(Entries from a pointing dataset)

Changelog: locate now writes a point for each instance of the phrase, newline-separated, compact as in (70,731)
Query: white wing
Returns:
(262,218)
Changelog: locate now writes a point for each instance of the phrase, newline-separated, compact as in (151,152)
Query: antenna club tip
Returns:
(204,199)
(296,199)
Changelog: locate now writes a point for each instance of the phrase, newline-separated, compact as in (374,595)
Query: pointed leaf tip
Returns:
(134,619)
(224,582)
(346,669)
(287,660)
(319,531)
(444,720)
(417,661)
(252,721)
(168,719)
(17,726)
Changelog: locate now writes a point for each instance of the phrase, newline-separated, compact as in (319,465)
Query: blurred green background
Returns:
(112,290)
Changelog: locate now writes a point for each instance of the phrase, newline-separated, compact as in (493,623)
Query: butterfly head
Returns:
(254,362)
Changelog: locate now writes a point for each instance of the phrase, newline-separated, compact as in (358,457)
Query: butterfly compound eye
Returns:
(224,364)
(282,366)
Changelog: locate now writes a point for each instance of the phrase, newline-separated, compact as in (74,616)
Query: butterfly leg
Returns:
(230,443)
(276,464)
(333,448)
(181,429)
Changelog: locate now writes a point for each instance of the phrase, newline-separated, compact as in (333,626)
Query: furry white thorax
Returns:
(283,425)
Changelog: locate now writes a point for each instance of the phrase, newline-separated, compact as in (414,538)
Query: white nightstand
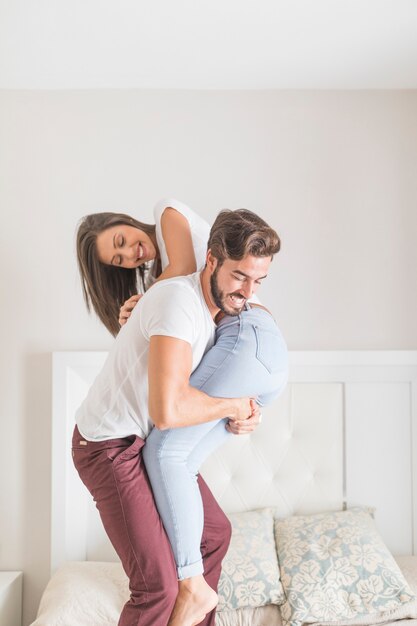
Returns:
(11,598)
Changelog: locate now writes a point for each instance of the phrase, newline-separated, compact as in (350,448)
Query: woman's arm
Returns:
(176,232)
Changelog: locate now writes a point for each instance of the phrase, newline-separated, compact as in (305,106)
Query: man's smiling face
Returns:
(235,282)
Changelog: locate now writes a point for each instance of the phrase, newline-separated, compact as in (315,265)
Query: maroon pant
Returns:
(114,473)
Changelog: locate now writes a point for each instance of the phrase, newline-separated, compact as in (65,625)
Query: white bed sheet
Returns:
(89,593)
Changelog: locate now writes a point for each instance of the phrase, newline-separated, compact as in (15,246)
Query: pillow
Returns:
(81,593)
(335,569)
(250,573)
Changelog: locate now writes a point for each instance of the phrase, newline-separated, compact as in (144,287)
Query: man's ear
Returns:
(211,261)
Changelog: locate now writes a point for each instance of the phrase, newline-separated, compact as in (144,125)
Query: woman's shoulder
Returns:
(181,207)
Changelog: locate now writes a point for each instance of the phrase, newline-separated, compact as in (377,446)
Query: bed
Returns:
(342,438)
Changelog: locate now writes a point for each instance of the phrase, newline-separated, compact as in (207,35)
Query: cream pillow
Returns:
(335,569)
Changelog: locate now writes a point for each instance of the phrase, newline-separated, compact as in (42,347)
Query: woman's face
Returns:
(125,246)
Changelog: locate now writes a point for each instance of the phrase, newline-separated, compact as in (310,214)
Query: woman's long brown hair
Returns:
(106,287)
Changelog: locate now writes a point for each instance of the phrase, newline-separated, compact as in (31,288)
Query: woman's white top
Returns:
(199,228)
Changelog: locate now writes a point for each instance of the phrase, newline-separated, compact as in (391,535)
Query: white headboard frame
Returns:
(344,431)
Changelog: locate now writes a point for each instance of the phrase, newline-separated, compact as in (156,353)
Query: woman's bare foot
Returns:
(194,600)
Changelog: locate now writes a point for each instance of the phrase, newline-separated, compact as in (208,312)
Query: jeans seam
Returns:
(169,499)
(228,356)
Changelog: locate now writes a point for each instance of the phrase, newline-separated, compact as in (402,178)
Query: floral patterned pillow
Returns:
(336,570)
(250,573)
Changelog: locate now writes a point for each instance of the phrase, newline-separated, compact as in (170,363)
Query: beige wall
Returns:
(334,172)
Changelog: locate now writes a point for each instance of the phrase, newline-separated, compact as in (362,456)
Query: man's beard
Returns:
(220,299)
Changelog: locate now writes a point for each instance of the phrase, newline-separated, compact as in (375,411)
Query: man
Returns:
(145,382)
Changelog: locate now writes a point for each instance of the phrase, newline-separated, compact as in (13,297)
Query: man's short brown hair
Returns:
(236,234)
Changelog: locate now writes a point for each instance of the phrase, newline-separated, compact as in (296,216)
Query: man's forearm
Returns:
(190,407)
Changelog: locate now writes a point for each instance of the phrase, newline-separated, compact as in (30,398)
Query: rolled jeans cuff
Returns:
(187,571)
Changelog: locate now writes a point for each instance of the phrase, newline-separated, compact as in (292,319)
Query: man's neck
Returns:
(206,289)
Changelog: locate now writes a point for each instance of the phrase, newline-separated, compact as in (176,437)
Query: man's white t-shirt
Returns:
(117,402)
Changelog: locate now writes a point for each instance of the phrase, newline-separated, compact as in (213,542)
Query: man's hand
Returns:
(244,427)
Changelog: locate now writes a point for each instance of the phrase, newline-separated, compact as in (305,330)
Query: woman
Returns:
(118,256)
(173,458)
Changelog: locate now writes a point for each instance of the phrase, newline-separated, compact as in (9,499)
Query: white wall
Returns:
(334,172)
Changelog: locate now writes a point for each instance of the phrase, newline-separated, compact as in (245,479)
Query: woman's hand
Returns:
(246,426)
(127,308)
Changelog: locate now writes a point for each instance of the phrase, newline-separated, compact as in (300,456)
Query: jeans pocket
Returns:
(267,348)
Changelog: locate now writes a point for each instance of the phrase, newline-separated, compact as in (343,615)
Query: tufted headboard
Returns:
(343,433)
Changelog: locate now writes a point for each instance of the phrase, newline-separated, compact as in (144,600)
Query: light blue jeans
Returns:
(249,358)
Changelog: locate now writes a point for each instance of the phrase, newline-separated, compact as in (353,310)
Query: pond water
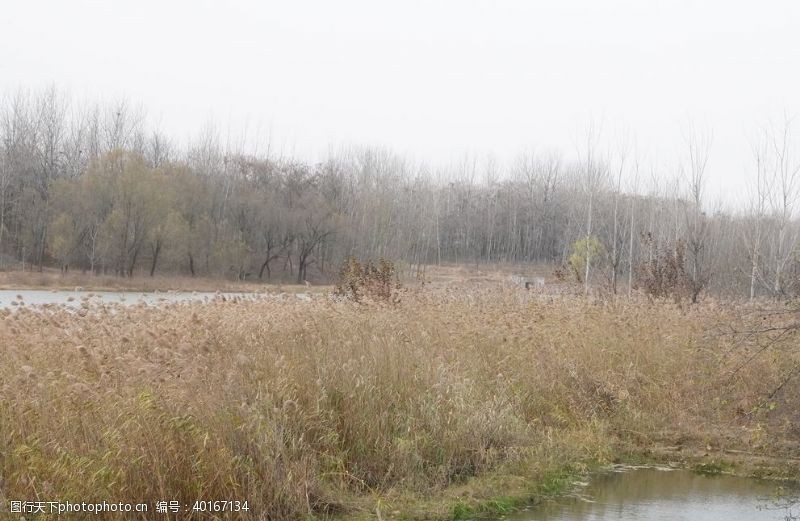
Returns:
(664,494)
(10,298)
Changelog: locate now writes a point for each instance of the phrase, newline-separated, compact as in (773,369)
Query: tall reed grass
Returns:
(303,408)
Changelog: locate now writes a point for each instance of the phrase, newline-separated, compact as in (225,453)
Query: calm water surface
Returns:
(669,495)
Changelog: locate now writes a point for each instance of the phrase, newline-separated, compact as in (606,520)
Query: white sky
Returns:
(432,79)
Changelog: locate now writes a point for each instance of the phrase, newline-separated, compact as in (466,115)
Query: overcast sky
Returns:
(432,79)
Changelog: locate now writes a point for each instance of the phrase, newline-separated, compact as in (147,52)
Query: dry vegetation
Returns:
(330,407)
(53,279)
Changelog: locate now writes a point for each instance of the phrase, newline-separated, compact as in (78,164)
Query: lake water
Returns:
(76,298)
(668,495)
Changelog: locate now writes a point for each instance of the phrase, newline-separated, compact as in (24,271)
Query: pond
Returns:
(11,298)
(666,494)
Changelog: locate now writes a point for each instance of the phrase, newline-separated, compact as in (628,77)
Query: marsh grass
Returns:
(327,408)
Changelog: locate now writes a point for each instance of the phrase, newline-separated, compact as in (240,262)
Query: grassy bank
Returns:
(55,280)
(446,404)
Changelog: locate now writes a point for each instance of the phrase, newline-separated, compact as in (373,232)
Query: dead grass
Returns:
(326,407)
(53,279)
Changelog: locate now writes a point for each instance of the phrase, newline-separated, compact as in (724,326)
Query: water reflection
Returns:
(673,495)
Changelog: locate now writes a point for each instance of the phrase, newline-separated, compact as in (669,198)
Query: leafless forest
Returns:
(91,187)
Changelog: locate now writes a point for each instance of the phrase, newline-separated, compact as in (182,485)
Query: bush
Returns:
(359,281)
(587,249)
(665,275)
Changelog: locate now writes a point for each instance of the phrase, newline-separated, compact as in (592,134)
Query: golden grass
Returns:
(53,279)
(325,407)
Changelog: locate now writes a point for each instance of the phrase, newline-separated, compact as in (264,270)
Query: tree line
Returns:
(92,188)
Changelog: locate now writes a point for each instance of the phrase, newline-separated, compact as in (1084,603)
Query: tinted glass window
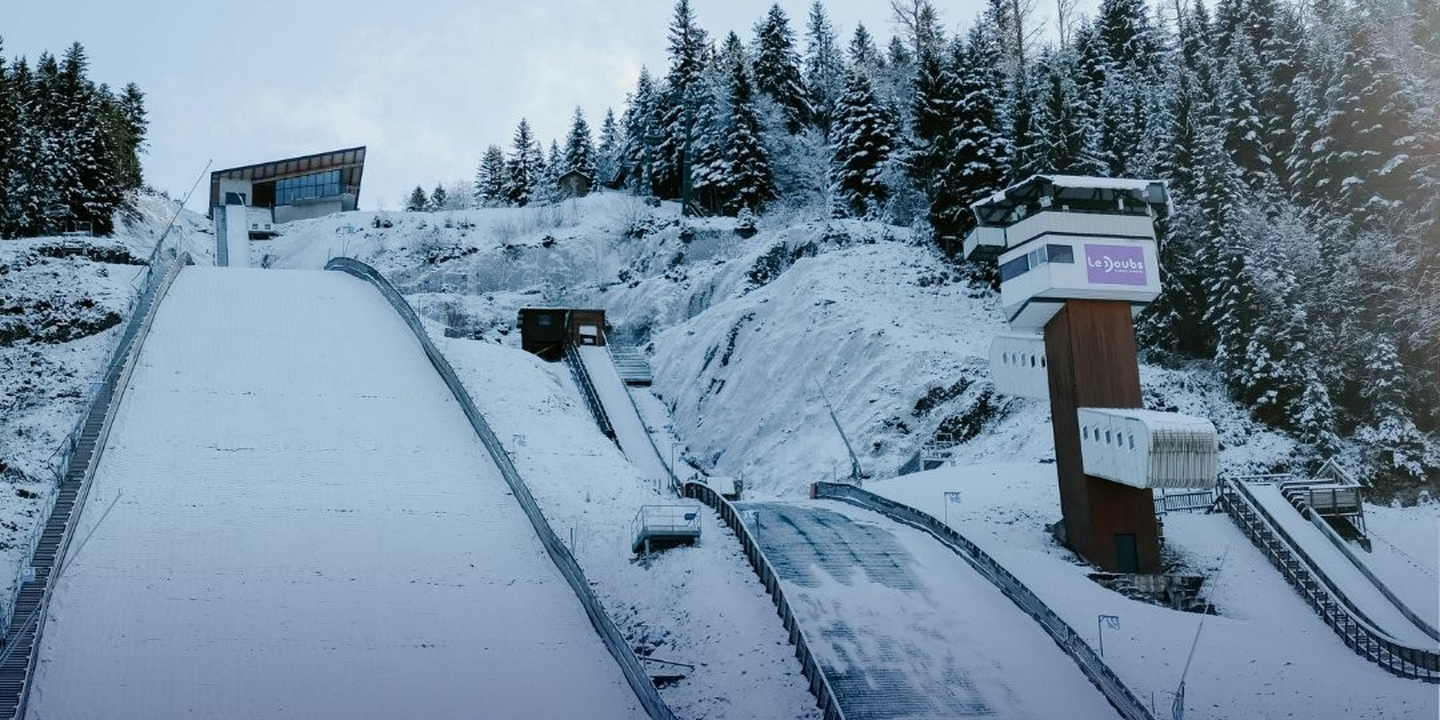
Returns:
(1060,252)
(1014,268)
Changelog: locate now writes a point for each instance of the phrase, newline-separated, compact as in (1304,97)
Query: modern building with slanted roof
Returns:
(294,189)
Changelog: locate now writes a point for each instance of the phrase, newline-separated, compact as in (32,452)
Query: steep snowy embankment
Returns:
(64,303)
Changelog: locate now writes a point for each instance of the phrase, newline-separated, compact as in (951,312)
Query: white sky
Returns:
(426,84)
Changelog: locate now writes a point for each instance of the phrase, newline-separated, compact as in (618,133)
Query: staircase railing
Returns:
(674,481)
(605,627)
(79,457)
(586,385)
(1057,628)
(810,667)
(1321,592)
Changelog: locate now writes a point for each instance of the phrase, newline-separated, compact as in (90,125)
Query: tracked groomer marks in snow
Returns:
(906,630)
(303,524)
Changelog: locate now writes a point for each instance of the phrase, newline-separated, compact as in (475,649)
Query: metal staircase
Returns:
(1321,594)
(79,455)
(631,363)
(592,399)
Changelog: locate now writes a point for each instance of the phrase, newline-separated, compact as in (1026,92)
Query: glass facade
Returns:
(1036,258)
(304,187)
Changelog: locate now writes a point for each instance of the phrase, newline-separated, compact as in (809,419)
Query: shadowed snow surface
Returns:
(293,519)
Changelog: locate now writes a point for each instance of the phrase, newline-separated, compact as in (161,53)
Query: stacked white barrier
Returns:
(1146,448)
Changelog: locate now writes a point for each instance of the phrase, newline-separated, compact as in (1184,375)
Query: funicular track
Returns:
(1321,592)
(23,614)
(615,642)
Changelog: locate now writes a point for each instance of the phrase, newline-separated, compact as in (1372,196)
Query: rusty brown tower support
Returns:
(1092,362)
(1077,255)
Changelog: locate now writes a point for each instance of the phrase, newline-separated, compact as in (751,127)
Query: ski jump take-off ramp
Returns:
(294,519)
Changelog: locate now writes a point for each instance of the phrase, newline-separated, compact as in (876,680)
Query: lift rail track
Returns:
(810,667)
(621,650)
(25,612)
(1057,628)
(1321,592)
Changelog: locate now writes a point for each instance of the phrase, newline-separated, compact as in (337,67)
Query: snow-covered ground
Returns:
(697,605)
(740,331)
(293,519)
(905,628)
(1342,572)
(64,303)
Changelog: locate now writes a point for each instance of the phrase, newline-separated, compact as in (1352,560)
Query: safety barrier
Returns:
(619,648)
(25,611)
(810,667)
(1057,628)
(1321,592)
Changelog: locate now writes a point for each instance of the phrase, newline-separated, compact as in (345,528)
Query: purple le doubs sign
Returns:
(1115,264)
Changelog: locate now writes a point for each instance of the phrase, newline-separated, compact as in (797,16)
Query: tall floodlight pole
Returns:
(1077,258)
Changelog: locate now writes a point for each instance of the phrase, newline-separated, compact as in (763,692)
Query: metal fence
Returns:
(1057,628)
(615,641)
(1321,592)
(810,667)
(144,287)
(15,670)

DO THIS
Copy the material above verbatim, from the line containing "as in (337,67)" through the end of the material, including both of those lines.

RESPONSE FOR THIS EXERCISE
Changelog: locate now writes a point for each instance of the phrase, newline-separated, compact as in (337,67)
Query: snow-covered ground
Returns:
(697,605)
(740,331)
(293,519)
(905,628)
(1342,572)
(64,303)
Changelog: locate now writes a point for each instance of the phrase, newline-separated, compact as in (1352,560)
Query: safety barrier
Returns:
(619,648)
(25,611)
(810,667)
(1057,628)
(1321,592)
Changelog: locate now writes a point for each instance of the phrase, newline-separated, compact as in (345,528)
Query: purple le doubs sign
Returns:
(1115,264)
Changelog: locate now writes a point for each instance of the phrase, newline-separated, compact as in (797,16)
Query: tall floodlight pole
Returns:
(1077,258)
Changelog: locate now writes a point for each instance of the phrase, newline-separated, compact as in (763,692)
Query: metal fence
Returns:
(1057,628)
(615,641)
(1321,592)
(810,667)
(144,287)
(15,670)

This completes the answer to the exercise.